Stated problem – Replace every "Reviewer note" in the data below with "Annotator note" and reproduce the data with everything else unchanged.

--*--

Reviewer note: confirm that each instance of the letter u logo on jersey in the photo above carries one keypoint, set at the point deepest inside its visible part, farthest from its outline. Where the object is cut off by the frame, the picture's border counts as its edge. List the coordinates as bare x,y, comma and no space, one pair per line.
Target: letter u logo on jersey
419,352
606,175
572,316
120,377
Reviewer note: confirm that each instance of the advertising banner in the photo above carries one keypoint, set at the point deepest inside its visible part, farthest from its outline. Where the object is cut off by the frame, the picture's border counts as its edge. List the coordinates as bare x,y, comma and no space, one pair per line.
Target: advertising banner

--*--

Output –
Annotator note: confirm that each instance of the letter u logo on jersey in the photo above carries one keypoint, set at the point deepest inside its visible part, farthest from its outline. Where the object is cut off by the frame, the picture's border counts as its edge. List the coordinates as bare x,y, comma and no space, one pair per line.
Target: letter u logo on jersey
419,352
606,175
572,316
120,377
Annotator note: confirm that each instance of the advertising banner in the photo above carries one keypoint, set at the point deepest inside its visible part, farthest from its outline. Where the object is cut off by the frame, the picture's border counts as its edge. List the coordinates as bare x,y, comma and no space, one pair per line.
Target: advertising banner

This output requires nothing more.